- Problem to work on
Read the entries below and pull out each line with the string "bark".

Record excerpts Start Marker

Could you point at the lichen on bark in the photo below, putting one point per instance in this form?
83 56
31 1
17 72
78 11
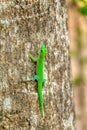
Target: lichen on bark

Record excerpts End Marker

- Response to the exercise
Could you point at the lichen on bark in the photo below, putting one point per instance in this form?
Target: lichen on bark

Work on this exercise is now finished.